[Dataset excerpts on object pointing]
= = = = = = =

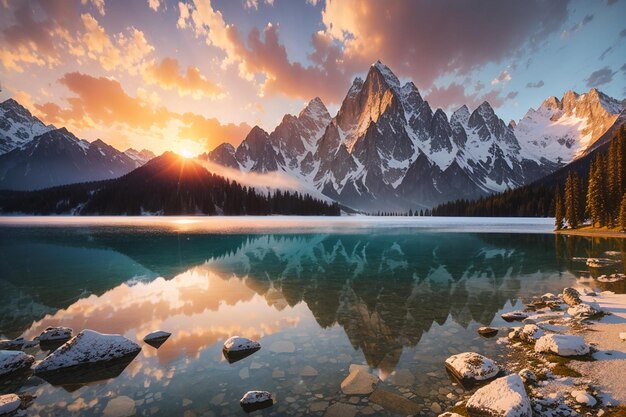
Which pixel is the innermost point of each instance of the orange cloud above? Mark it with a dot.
(102, 102)
(167, 75)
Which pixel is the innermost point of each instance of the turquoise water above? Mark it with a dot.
(398, 297)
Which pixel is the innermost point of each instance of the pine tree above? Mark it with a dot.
(559, 215)
(622, 213)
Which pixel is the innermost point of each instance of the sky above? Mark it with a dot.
(189, 75)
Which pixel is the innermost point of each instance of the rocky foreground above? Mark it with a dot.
(566, 358)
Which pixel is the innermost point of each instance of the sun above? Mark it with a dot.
(186, 153)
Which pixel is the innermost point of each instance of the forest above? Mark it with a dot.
(591, 189)
(167, 185)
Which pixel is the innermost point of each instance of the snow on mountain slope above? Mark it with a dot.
(18, 126)
(562, 130)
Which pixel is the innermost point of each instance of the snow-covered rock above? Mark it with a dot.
(256, 400)
(55, 334)
(487, 331)
(9, 403)
(156, 339)
(14, 361)
(562, 345)
(583, 311)
(571, 296)
(583, 397)
(237, 348)
(88, 347)
(503, 397)
(528, 376)
(529, 333)
(471, 366)
(359, 382)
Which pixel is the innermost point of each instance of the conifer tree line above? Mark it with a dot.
(596, 194)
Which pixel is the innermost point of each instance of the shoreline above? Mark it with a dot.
(590, 232)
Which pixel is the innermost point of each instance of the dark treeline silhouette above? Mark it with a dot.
(590, 188)
(167, 185)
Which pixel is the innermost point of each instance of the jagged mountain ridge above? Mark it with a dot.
(18, 126)
(387, 149)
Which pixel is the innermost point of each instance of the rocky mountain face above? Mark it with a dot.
(18, 126)
(34, 155)
(387, 149)
(57, 157)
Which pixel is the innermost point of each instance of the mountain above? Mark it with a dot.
(18, 126)
(387, 149)
(169, 185)
(140, 157)
(57, 157)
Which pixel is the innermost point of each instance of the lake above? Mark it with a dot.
(397, 295)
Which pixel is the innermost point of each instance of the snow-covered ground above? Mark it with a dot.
(297, 224)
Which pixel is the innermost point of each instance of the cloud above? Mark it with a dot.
(154, 4)
(503, 78)
(99, 102)
(537, 84)
(168, 76)
(578, 26)
(600, 77)
(468, 35)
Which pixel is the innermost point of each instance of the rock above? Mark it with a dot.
(471, 366)
(514, 316)
(359, 382)
(236, 348)
(120, 407)
(282, 346)
(256, 400)
(12, 361)
(55, 334)
(9, 403)
(562, 345)
(583, 311)
(503, 397)
(583, 397)
(88, 347)
(528, 376)
(156, 339)
(341, 410)
(571, 297)
(308, 371)
(487, 331)
(15, 344)
(402, 378)
(394, 402)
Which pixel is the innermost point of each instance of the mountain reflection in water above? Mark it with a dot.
(393, 300)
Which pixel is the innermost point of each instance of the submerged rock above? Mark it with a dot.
(256, 400)
(503, 397)
(9, 403)
(236, 348)
(562, 345)
(487, 331)
(122, 406)
(395, 403)
(12, 361)
(359, 382)
(471, 367)
(583, 311)
(156, 339)
(571, 297)
(514, 316)
(88, 347)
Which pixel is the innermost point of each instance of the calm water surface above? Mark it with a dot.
(398, 295)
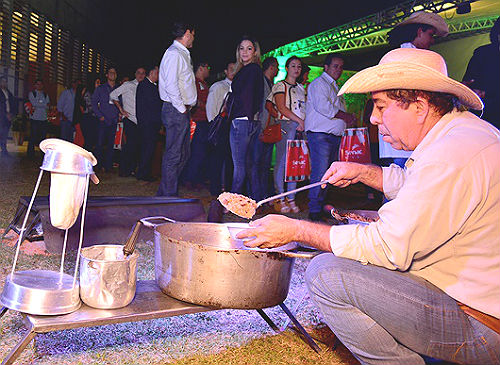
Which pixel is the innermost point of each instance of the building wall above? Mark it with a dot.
(47, 39)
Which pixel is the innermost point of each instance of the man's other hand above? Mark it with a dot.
(271, 231)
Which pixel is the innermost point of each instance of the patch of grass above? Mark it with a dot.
(217, 337)
(285, 348)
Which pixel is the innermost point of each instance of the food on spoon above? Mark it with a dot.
(238, 204)
(358, 217)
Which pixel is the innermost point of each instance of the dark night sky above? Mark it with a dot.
(138, 32)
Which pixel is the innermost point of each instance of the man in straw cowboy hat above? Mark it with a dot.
(416, 31)
(424, 278)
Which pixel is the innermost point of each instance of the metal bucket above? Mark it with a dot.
(107, 278)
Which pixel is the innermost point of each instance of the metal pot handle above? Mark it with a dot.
(147, 223)
(301, 255)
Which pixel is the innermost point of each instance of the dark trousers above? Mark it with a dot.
(176, 148)
(130, 150)
(148, 136)
(38, 132)
(243, 138)
(196, 168)
(67, 130)
(221, 164)
(105, 141)
(4, 131)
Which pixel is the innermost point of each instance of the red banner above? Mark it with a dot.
(298, 164)
(118, 136)
(355, 146)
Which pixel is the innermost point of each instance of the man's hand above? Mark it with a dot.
(343, 174)
(271, 231)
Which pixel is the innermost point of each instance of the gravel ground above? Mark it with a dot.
(146, 342)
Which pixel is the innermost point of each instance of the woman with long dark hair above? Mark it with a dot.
(88, 120)
(246, 101)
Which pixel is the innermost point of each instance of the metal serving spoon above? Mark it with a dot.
(227, 200)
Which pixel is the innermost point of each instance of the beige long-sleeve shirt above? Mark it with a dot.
(442, 223)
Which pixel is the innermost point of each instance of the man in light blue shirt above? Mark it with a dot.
(326, 119)
(65, 106)
(38, 121)
(178, 91)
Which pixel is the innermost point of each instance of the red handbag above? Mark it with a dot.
(272, 132)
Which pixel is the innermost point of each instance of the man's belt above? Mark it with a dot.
(486, 319)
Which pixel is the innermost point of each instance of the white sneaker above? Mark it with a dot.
(292, 206)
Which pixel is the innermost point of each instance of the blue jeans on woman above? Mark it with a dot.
(288, 129)
(392, 317)
(323, 149)
(243, 138)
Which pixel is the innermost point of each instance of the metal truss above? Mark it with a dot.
(380, 39)
(371, 30)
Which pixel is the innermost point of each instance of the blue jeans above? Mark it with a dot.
(264, 157)
(105, 141)
(323, 149)
(4, 132)
(176, 153)
(243, 137)
(288, 128)
(391, 317)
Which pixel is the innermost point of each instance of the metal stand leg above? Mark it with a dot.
(268, 320)
(301, 329)
(16, 351)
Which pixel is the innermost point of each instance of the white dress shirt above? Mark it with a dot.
(216, 95)
(442, 223)
(322, 105)
(176, 78)
(127, 90)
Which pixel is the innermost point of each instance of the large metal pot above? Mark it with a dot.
(200, 263)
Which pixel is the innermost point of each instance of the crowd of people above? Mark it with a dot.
(240, 161)
(175, 95)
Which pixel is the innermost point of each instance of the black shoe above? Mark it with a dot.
(215, 212)
(316, 217)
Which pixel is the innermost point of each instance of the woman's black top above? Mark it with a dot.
(247, 92)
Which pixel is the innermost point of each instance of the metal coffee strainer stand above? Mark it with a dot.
(46, 292)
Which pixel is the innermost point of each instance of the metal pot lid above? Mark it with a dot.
(66, 157)
(219, 236)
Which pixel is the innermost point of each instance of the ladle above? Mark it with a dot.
(251, 203)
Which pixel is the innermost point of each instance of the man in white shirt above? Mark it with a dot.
(423, 279)
(131, 149)
(8, 106)
(178, 92)
(326, 119)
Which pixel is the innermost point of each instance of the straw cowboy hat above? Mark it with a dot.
(413, 69)
(425, 17)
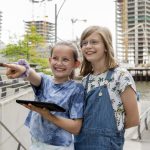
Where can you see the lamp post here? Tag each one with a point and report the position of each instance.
(56, 18)
(74, 20)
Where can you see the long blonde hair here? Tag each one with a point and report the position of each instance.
(106, 36)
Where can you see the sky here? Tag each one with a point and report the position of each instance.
(95, 12)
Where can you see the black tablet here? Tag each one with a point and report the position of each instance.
(49, 106)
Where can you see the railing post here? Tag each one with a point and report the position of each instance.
(146, 125)
(139, 133)
(18, 146)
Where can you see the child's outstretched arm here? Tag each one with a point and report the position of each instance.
(131, 109)
(15, 71)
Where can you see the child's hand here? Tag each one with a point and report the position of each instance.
(43, 111)
(14, 70)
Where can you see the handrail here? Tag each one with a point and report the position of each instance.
(19, 143)
(145, 117)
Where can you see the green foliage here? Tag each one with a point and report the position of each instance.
(25, 48)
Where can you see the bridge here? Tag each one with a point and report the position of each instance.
(14, 135)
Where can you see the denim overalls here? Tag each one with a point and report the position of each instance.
(99, 131)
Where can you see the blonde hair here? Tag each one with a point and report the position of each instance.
(106, 36)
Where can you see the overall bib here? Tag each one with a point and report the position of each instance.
(99, 131)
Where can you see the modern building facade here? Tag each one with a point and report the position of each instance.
(0, 24)
(133, 31)
(45, 29)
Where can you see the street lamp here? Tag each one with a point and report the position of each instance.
(56, 18)
(74, 20)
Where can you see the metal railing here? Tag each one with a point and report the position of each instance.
(144, 120)
(10, 87)
(14, 137)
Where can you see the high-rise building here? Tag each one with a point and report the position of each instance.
(133, 31)
(43, 28)
(0, 24)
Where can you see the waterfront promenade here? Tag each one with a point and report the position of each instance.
(135, 139)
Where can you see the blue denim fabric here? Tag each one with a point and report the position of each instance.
(69, 95)
(99, 131)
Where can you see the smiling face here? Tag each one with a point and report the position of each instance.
(62, 62)
(93, 49)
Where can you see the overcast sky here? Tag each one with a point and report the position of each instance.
(96, 12)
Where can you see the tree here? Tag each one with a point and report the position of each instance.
(25, 48)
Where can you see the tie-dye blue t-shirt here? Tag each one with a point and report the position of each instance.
(69, 95)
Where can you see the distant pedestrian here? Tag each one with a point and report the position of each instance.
(53, 130)
(110, 104)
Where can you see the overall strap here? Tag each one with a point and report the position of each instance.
(109, 74)
(86, 84)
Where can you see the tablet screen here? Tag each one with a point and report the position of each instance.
(49, 106)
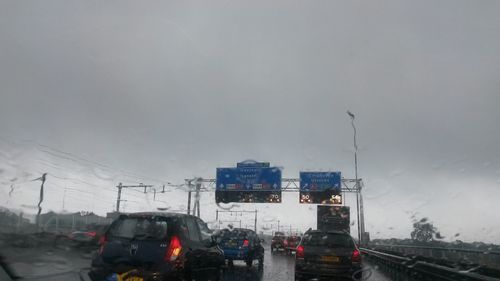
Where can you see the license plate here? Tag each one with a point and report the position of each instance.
(330, 259)
(133, 279)
(126, 277)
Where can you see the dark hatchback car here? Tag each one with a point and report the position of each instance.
(158, 246)
(241, 244)
(278, 242)
(327, 255)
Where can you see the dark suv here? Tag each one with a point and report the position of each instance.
(158, 246)
(291, 243)
(327, 254)
(241, 244)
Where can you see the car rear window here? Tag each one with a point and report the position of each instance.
(328, 240)
(236, 233)
(139, 228)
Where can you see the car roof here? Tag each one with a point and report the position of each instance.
(155, 214)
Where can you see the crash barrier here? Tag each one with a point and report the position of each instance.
(403, 268)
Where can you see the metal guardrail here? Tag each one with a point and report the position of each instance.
(464, 257)
(407, 269)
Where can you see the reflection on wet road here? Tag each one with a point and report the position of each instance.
(280, 267)
(47, 261)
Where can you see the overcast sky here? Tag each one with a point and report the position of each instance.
(98, 92)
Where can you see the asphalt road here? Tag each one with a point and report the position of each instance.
(66, 264)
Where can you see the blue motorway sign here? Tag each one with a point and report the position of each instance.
(320, 181)
(248, 179)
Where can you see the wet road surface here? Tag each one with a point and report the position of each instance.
(32, 263)
(280, 267)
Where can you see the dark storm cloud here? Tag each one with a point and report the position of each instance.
(173, 89)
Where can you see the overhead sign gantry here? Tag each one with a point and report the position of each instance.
(248, 182)
(320, 188)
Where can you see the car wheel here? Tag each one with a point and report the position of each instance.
(299, 278)
(261, 263)
(219, 274)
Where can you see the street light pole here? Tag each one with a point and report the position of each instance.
(358, 191)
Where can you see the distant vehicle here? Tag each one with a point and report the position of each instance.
(333, 218)
(278, 242)
(327, 254)
(291, 243)
(81, 238)
(158, 246)
(241, 244)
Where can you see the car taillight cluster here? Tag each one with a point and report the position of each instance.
(102, 242)
(174, 249)
(356, 256)
(299, 252)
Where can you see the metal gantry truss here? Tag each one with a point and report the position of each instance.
(287, 185)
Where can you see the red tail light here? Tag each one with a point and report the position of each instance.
(356, 256)
(174, 249)
(102, 242)
(299, 253)
(245, 243)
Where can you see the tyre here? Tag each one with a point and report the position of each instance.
(219, 274)
(261, 263)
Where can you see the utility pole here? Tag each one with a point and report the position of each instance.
(359, 199)
(255, 224)
(190, 187)
(120, 187)
(119, 198)
(197, 198)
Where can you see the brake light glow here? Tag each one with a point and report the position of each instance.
(174, 249)
(299, 253)
(245, 243)
(102, 242)
(356, 256)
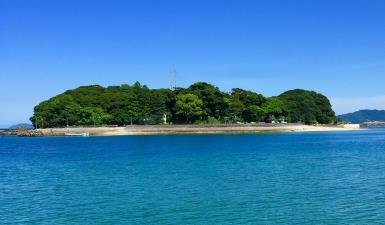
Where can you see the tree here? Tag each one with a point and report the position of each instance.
(307, 106)
(212, 98)
(189, 106)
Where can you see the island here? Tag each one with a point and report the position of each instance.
(200, 108)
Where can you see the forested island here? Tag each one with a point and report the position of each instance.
(200, 103)
(363, 116)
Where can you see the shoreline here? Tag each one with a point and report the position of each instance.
(194, 129)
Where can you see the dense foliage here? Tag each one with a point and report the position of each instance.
(363, 116)
(201, 103)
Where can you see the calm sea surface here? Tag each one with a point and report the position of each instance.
(307, 178)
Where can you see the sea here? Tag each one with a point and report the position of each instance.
(290, 178)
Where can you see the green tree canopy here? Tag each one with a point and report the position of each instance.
(189, 106)
(201, 102)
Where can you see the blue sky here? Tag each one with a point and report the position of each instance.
(333, 47)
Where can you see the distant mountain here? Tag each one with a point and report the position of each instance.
(26, 125)
(364, 116)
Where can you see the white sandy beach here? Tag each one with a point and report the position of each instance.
(195, 129)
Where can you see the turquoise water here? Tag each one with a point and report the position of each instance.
(312, 178)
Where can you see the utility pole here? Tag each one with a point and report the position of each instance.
(173, 79)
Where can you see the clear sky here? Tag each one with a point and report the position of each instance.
(333, 47)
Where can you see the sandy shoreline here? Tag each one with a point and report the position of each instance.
(194, 129)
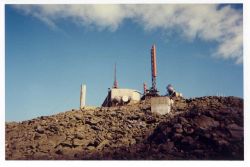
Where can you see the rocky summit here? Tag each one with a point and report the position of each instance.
(205, 128)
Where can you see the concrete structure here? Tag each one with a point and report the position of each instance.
(161, 105)
(83, 96)
(121, 96)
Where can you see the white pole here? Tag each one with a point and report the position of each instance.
(82, 96)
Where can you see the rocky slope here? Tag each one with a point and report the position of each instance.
(201, 128)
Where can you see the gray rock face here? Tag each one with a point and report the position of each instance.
(200, 128)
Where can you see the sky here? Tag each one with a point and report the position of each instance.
(52, 49)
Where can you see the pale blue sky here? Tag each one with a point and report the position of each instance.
(49, 54)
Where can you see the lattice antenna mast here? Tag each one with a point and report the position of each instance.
(153, 67)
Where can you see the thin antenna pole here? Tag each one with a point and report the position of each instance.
(115, 80)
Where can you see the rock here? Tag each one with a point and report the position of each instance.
(188, 130)
(205, 122)
(78, 142)
(39, 129)
(178, 128)
(205, 128)
(102, 144)
(78, 116)
(79, 135)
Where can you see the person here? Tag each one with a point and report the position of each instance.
(170, 91)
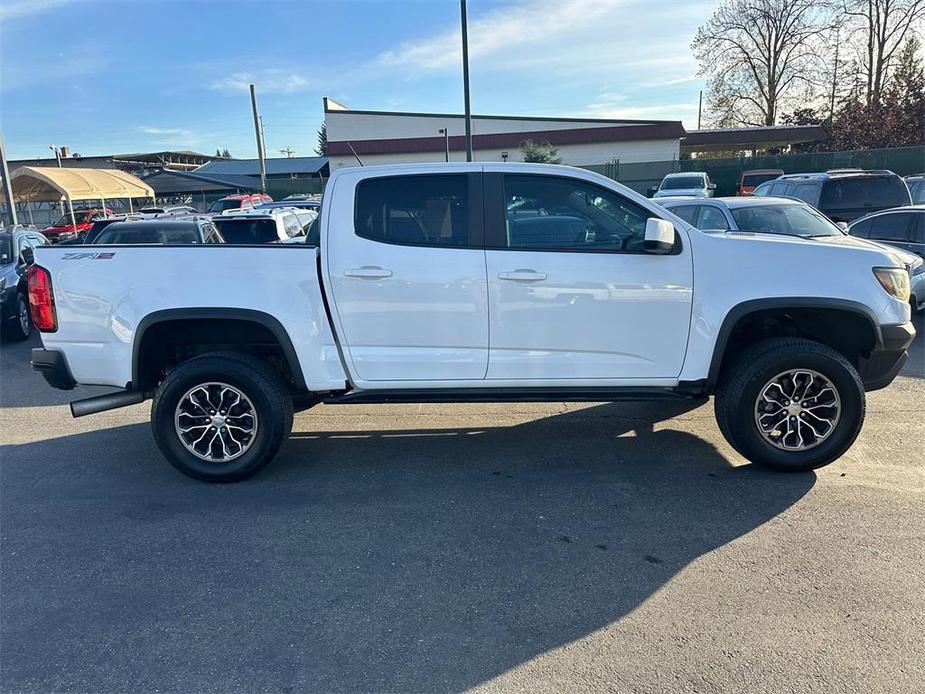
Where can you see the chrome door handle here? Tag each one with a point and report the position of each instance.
(368, 272)
(522, 276)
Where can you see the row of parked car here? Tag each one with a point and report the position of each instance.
(235, 219)
(873, 205)
(842, 194)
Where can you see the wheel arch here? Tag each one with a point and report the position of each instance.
(238, 315)
(790, 306)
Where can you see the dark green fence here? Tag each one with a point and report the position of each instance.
(640, 176)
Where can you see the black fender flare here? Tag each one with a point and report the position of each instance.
(739, 311)
(200, 313)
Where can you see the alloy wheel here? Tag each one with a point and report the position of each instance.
(797, 410)
(216, 422)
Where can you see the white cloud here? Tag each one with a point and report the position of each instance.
(269, 81)
(22, 8)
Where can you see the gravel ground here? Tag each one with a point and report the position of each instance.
(490, 547)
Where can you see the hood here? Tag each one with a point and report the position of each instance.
(887, 255)
(681, 193)
(900, 256)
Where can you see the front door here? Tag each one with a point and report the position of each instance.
(573, 295)
(407, 274)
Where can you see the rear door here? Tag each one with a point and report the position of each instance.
(573, 295)
(406, 270)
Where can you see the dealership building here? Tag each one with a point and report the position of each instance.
(386, 137)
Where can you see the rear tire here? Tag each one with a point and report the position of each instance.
(221, 417)
(19, 327)
(790, 404)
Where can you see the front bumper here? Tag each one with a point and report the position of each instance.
(888, 358)
(53, 367)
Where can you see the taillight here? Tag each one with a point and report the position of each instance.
(42, 299)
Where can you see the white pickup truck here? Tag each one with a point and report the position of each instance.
(473, 283)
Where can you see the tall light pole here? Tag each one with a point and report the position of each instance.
(465, 31)
(7, 184)
(260, 155)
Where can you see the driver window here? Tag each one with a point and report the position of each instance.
(556, 213)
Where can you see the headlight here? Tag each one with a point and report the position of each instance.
(894, 280)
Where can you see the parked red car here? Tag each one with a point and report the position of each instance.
(62, 229)
(238, 202)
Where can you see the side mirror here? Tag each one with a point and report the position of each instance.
(659, 236)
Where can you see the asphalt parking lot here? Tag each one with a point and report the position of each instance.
(424, 548)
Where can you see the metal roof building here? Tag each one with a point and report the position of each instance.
(294, 167)
(167, 182)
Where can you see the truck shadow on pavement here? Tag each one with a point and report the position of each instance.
(402, 560)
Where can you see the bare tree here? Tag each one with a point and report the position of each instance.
(759, 55)
(885, 26)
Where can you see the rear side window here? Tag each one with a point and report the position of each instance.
(808, 192)
(686, 212)
(879, 192)
(246, 231)
(917, 191)
(861, 229)
(890, 227)
(712, 219)
(414, 210)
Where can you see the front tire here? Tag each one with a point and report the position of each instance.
(790, 404)
(221, 417)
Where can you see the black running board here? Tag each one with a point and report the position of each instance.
(453, 395)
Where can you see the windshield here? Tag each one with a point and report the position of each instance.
(248, 230)
(222, 205)
(758, 179)
(791, 220)
(682, 182)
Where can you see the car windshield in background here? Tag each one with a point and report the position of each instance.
(248, 230)
(222, 205)
(872, 191)
(127, 233)
(758, 179)
(682, 182)
(789, 220)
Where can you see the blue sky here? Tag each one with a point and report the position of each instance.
(141, 75)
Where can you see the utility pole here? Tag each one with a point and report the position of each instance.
(257, 132)
(465, 31)
(446, 138)
(7, 184)
(263, 136)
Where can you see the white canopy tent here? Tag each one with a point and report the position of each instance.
(53, 184)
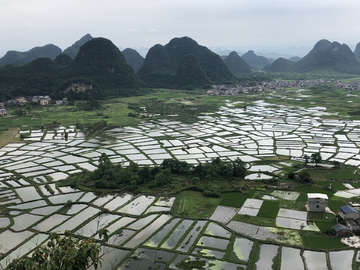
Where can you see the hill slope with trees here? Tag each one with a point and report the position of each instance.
(73, 50)
(162, 62)
(133, 58)
(255, 61)
(98, 70)
(236, 64)
(21, 58)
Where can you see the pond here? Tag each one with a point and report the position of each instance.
(142, 222)
(28, 194)
(175, 236)
(76, 220)
(159, 236)
(266, 256)
(291, 259)
(212, 242)
(242, 248)
(138, 205)
(50, 222)
(315, 260)
(341, 260)
(190, 238)
(118, 201)
(216, 230)
(149, 230)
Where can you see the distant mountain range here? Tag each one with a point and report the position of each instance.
(50, 51)
(325, 56)
(133, 58)
(99, 70)
(20, 58)
(236, 64)
(96, 67)
(255, 61)
(165, 66)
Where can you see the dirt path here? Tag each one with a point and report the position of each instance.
(9, 136)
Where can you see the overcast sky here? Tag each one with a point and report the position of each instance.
(135, 23)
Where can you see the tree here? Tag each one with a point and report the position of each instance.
(306, 157)
(304, 177)
(336, 164)
(316, 157)
(239, 167)
(64, 252)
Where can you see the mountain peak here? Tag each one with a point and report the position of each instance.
(73, 50)
(236, 64)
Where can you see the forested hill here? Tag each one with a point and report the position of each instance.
(73, 50)
(20, 58)
(255, 61)
(133, 58)
(236, 64)
(161, 66)
(325, 56)
(98, 70)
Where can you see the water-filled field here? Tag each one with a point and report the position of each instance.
(143, 231)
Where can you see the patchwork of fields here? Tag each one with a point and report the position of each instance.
(144, 233)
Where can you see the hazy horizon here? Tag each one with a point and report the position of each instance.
(139, 23)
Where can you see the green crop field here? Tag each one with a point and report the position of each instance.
(269, 209)
(322, 242)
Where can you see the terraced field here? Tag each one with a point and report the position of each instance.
(144, 232)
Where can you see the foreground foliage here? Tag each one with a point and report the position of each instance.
(64, 252)
(133, 177)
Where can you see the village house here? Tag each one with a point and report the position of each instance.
(44, 101)
(341, 230)
(59, 102)
(317, 202)
(19, 101)
(3, 112)
(349, 212)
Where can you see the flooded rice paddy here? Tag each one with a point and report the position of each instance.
(143, 232)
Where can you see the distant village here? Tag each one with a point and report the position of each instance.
(20, 101)
(232, 90)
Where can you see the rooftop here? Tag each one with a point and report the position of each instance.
(317, 195)
(347, 209)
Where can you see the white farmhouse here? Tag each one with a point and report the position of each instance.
(317, 202)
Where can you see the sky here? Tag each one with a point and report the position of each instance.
(213, 23)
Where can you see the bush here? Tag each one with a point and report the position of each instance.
(211, 193)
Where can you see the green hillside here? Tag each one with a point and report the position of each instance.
(236, 64)
(133, 58)
(98, 70)
(281, 65)
(20, 58)
(162, 62)
(328, 56)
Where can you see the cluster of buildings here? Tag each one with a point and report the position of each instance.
(20, 101)
(2, 110)
(318, 202)
(231, 90)
(353, 86)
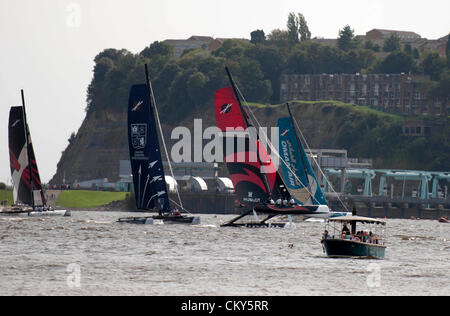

= = = = = = =

Pick out every line above that contains the word "snow", and copy each one.

▸ Correct output:
Which pixel is the innermost point of each instance of the snow on mountain slope above? Mark it with a dot.
Which pixel is the innermost point of each instance of the snow-covered rock above? Mark it with a dot.
Which pixel is the innermost point of each instance of the snow-covered ground above? Mark it with a dot.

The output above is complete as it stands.